**Task to complete:** Update the column on lockdown nostalgia by rewriting everything from "Much has been" down to "revisiting formative books.", with "cupboards" replaced by "closets".

SARAH BUITENDACH: What we lost when Covid killed the office
Confined to our diminished worlds, our present nostalgia isn’t just for a bygone era; it’s for two months ago. For outings to the movies, breakfasts at Tasha’s and team meetings that aren’t peppered with: ‘Sorry – can you say that again? We lost you for a second.’
That I lost half an hour of a day last week watching this video, produced by US celebrity magazine Entertainment Weekly on the reunion of the Dawson’s Creek cast after two decades, says something about my mindset right now. That I then spent a further 30 minutes on the phone to one of my oldest friends – an extremely busy corporate type – dissecting the video and reminiscing about the show, which we loved as teenagers, says something about nostalgia. It is intoxicating, powerful stuff.
Those of you who didn’t come of age in the 1990s, and thus were spared the terrifying zenith of Boys of London baggy jeans, Spice Girl platform trainers an black bomber jackets with orange lining, might not be familiar with the angsty teen TV series that launched the careers of Katie Holmes and Michelle Williams. No doubt there are equivalents in your past that evoke melancholy and longing for days lost, generations later. Of student road trips in your clapped-out VW, watching Spider-Man in Xhosa and listening to LM Radio, perhaps.
Much has been said about the sudden desire to revisit the past during lockdown. Stuck indoors, many people are finally sorting out cupboards of largely rubbish family photos that have been forgotten for decades. Some are rewatching the whole of Friends or Seinfeld, listening to podcasts about movies they loved as kids (here’s a good one) and revisiting formative books.
This behaviour isn’t happenstance, by the way; it’s a very particular coping mechanism.
As Professor Tim Wildschut of the University of Southampton says on the topic in this smart BBC piece, “the past serves as a template for what the future will look like. It reminds you of what was good in the past, what you enjoyed doing, the things you enjoyed engaging with and the people you love. That provides you with a model of what the future will be like.”
Confined to our diminished worlds, this nostalgia isn’t just for a bygone era; it’s for two months ago. For outings to the movies, breakfasts at Tasha’s and team meetings that aren’t peppered with: “Sorry – can you say that again? We lost you for a second.”
Writers are feeling this too, and, as a result, have fashioned some great, wistful work on a topic we didn’t see coming: the office. Or rather, the potential death of it.

**Dataset records:**
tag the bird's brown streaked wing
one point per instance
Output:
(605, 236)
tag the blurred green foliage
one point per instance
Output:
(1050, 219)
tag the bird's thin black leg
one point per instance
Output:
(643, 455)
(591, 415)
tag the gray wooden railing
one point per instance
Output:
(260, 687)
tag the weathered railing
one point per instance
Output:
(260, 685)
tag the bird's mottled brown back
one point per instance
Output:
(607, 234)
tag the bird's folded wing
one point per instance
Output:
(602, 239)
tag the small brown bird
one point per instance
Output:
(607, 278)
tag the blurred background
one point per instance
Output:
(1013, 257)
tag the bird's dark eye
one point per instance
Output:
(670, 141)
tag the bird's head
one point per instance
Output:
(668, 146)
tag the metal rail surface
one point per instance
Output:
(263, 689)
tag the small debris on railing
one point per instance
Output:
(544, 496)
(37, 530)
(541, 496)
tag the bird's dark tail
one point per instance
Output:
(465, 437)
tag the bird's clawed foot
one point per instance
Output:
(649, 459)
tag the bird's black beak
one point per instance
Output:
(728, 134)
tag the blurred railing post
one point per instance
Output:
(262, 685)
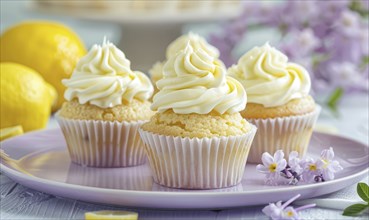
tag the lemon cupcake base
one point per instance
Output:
(197, 163)
(291, 133)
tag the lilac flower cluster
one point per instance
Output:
(309, 170)
(329, 38)
(279, 211)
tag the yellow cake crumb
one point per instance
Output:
(136, 110)
(197, 125)
(292, 108)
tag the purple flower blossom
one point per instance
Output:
(329, 38)
(295, 162)
(310, 170)
(348, 23)
(279, 211)
(304, 40)
(345, 74)
(307, 170)
(327, 165)
(272, 166)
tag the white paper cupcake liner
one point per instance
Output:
(197, 163)
(108, 178)
(103, 143)
(291, 133)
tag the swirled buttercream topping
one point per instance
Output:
(268, 78)
(104, 78)
(196, 42)
(196, 82)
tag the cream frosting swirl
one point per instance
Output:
(268, 78)
(196, 82)
(196, 42)
(104, 78)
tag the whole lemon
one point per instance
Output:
(50, 48)
(26, 98)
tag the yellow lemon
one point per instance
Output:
(26, 98)
(10, 132)
(50, 48)
(111, 215)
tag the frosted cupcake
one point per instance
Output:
(196, 42)
(279, 103)
(198, 139)
(106, 104)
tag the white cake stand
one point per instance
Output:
(145, 35)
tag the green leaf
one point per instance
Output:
(356, 209)
(333, 100)
(363, 191)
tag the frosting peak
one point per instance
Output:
(268, 78)
(196, 42)
(104, 78)
(196, 82)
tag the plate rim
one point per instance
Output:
(13, 172)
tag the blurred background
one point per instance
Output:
(329, 38)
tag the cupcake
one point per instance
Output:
(279, 103)
(195, 40)
(198, 139)
(106, 104)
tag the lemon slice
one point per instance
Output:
(10, 132)
(110, 215)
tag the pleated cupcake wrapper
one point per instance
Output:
(106, 178)
(102, 143)
(291, 133)
(197, 163)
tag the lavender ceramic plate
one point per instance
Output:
(46, 167)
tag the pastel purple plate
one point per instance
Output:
(43, 155)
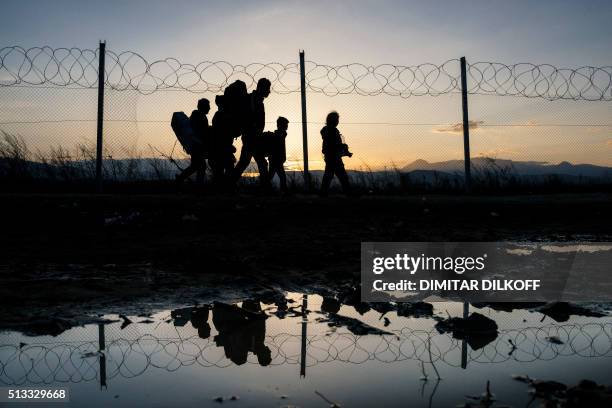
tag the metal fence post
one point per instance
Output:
(304, 122)
(99, 145)
(466, 128)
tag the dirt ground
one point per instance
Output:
(66, 252)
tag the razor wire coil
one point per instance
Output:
(129, 70)
(46, 363)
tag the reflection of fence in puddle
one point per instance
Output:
(46, 363)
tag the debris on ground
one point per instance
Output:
(477, 330)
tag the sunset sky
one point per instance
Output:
(562, 33)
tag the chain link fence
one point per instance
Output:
(524, 118)
(133, 351)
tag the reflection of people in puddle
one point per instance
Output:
(241, 329)
(199, 320)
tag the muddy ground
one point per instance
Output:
(71, 254)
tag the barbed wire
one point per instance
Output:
(128, 70)
(50, 362)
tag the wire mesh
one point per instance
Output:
(521, 112)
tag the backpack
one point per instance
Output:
(183, 131)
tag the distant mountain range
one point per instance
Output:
(519, 168)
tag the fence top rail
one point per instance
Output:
(129, 70)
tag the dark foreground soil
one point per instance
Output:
(62, 251)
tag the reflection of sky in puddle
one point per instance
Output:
(166, 363)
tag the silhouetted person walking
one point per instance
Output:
(251, 136)
(221, 157)
(277, 152)
(333, 151)
(201, 131)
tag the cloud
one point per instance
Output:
(457, 128)
(496, 153)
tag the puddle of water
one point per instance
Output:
(190, 356)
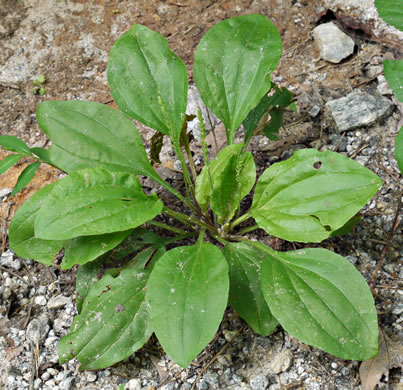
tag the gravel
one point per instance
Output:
(37, 302)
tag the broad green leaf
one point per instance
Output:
(311, 194)
(21, 231)
(233, 64)
(81, 250)
(87, 134)
(226, 181)
(188, 293)
(87, 276)
(321, 299)
(114, 321)
(15, 145)
(9, 161)
(393, 70)
(148, 81)
(95, 201)
(399, 149)
(245, 293)
(391, 11)
(25, 177)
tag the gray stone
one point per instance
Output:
(356, 110)
(37, 330)
(57, 302)
(133, 384)
(259, 382)
(315, 110)
(333, 44)
(281, 361)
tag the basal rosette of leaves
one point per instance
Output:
(100, 215)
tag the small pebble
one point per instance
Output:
(40, 300)
(91, 377)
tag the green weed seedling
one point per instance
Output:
(99, 212)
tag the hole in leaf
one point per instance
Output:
(317, 165)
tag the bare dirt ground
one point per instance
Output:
(68, 42)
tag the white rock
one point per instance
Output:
(58, 301)
(281, 361)
(40, 300)
(334, 44)
(133, 384)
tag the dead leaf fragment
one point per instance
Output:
(390, 355)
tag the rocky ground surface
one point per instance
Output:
(68, 42)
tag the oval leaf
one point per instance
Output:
(15, 145)
(9, 161)
(25, 177)
(233, 64)
(148, 81)
(311, 194)
(321, 299)
(21, 231)
(114, 321)
(95, 201)
(81, 250)
(86, 134)
(188, 292)
(391, 11)
(245, 293)
(226, 181)
(393, 70)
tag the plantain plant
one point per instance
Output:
(100, 215)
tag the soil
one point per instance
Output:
(68, 42)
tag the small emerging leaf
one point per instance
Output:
(321, 299)
(187, 293)
(226, 181)
(15, 145)
(95, 201)
(21, 232)
(245, 293)
(311, 195)
(25, 177)
(9, 161)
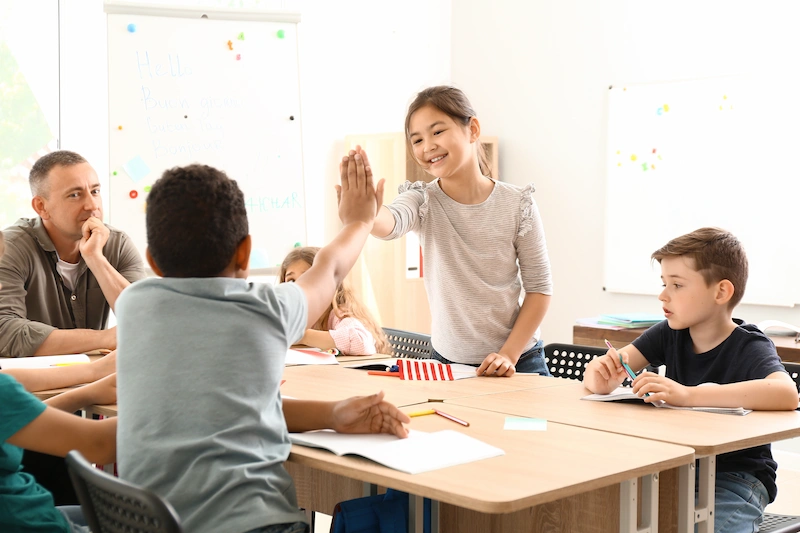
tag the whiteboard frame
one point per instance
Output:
(135, 8)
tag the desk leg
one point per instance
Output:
(629, 505)
(416, 513)
(702, 512)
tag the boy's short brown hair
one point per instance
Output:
(717, 255)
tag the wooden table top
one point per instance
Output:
(538, 467)
(706, 433)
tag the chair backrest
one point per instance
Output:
(794, 371)
(111, 505)
(409, 344)
(569, 360)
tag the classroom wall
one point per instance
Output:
(538, 73)
(360, 63)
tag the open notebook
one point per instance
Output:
(625, 393)
(43, 361)
(420, 452)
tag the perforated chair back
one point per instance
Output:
(569, 360)
(778, 523)
(409, 344)
(111, 505)
(794, 371)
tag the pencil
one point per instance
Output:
(451, 417)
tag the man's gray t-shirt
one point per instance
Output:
(200, 415)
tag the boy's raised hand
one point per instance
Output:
(369, 414)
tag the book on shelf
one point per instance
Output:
(412, 455)
(631, 320)
(626, 394)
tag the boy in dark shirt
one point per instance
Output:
(704, 275)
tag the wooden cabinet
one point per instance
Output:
(380, 278)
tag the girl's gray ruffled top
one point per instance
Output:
(479, 261)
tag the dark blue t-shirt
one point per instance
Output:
(745, 355)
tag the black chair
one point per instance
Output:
(569, 360)
(409, 344)
(111, 505)
(778, 523)
(794, 371)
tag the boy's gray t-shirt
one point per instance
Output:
(199, 366)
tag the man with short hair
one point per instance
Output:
(63, 270)
(61, 275)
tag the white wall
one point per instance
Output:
(538, 72)
(360, 64)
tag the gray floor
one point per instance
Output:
(786, 453)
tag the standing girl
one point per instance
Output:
(347, 324)
(487, 273)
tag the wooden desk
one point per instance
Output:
(708, 434)
(551, 480)
(788, 350)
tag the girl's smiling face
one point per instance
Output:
(442, 147)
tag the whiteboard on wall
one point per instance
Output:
(213, 87)
(712, 152)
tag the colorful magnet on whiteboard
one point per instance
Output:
(136, 168)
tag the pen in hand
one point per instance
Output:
(627, 368)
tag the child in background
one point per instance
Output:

**Solution to the exercise:**
Much has been said about the sudden desire to revisit the past during lockdown. Stuck indoors, many people are finally sorting out closets of largely rubbish family photos that have been forgotten for decades. Some are rewatching the whole of Friends or Seinfeld, listening to podcasts about movies they loved as kids (here’s a good one) and revisiting formative books.